DOCUMENT SEGMENT:
--*--
Re: [gnome-print] Filtering code



Chema Celorio <chema@ximian.com> writes:

> Scott, I was thinking about the regression test suite for the
> filters.  Would it be better/possible if we integrated your tests
> into a sequence in generate.c rather than having a different
> infrastructure for testing the filters? the testing is very similar.

generate and filtertest actually work fairly differently---generate
pretty much takes a command line that says "run this test with this
backend", and filtertest takes a command line that says "encode stdin
with this sequence of encoders and this buffer size", so generate's
command-line parsing would have to be rewritten to accommodate
filtertest as it is written now.  I tried several testing strategies,
and found that using various encoding sequences, block sizes, and
files caught lots of bad interactions, so I'm pretty confident that
this is the right strategy for exhaustive, thorough testing of
filters.

The image tests in generate.c also exercise the filter code, and that
is probably enough for a reasonable test.  The filter tests execute
1480 individual tests (!!!) with different variations of parameters,
to test every nook and cranny of the filter code, and if we're just
using one filter sequence with one blocksize, that is complete
overkill.

It also probably makes sense to leave the thorough filter test suite
in its own directory.  This way, somebody who just wants a working
libgnomeprint doesn't have to sit through 10 minutes of filter tests,
but a developer making changes to the filter code can still run the
thorough filter tests to make sure they didn't break anything.  This
will be especially important if we add support for hints from the
printer driver/application/user which could cause different settings
and blocksizes to be used.
--*--
TASK LIST:
[a] According to the gnome-print message, how many individual tests do the filter tests execute?
[b] Print the part of the gnome-print message starting at "Chema Celorio <chema@ximian.com>" and ending at "is very similar.", with no changes.
--*--
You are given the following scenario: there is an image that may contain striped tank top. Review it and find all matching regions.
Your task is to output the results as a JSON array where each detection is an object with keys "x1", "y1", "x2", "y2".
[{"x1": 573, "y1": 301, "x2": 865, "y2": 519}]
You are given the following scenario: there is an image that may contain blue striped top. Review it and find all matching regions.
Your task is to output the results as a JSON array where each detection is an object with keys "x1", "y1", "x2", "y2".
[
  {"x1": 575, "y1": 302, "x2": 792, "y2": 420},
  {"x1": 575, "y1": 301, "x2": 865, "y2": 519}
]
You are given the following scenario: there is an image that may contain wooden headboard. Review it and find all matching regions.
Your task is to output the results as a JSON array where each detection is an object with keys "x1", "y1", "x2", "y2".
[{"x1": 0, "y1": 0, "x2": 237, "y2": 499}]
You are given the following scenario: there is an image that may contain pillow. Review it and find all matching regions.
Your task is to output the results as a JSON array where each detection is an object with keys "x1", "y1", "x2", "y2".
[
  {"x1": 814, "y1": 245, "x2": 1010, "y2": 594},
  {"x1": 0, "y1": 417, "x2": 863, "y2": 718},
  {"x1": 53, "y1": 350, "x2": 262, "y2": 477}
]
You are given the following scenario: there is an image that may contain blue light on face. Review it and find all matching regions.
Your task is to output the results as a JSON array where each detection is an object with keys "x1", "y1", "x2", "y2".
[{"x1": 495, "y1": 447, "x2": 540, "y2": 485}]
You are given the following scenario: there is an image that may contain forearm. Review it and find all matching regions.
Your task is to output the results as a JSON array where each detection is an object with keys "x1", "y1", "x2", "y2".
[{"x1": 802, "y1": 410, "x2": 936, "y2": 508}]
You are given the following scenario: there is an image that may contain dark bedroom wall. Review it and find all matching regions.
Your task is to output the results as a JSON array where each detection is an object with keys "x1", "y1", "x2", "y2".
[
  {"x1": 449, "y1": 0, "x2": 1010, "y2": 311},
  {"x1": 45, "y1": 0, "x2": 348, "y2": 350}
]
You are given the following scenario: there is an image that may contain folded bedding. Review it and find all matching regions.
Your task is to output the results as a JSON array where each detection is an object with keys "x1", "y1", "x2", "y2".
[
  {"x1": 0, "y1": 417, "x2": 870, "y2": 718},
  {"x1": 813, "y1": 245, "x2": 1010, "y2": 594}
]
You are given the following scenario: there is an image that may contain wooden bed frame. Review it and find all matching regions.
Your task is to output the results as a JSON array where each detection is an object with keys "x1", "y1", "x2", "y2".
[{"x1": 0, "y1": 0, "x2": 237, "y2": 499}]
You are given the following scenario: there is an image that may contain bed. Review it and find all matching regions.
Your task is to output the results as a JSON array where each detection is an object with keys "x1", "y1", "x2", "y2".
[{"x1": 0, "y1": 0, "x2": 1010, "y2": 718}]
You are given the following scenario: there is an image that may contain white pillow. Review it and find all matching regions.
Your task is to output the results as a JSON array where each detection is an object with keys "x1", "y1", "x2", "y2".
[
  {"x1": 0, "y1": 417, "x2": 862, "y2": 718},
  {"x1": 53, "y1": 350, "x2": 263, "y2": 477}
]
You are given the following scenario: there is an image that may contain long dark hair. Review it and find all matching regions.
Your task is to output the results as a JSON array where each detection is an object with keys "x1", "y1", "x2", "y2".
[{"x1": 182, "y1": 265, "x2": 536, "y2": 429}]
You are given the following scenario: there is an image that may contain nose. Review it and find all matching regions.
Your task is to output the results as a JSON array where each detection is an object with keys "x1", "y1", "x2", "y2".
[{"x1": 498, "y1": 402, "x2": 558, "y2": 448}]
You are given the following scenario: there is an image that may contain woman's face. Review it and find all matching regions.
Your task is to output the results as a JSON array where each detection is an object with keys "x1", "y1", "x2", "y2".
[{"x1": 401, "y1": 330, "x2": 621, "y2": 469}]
--*--
ANSWERS TO EACH TASK:
[a] 1480 individual tests.

[b]
Chema Celorio <chema@ximian.com> writes:

> Scott, I was thinking about the regression test suite for the
> filters.  Would it be better/possible if we integrated your tests
> into a sequence in generate.c rather than having a different
> infrastructure for testing the filters? the testing is very similar.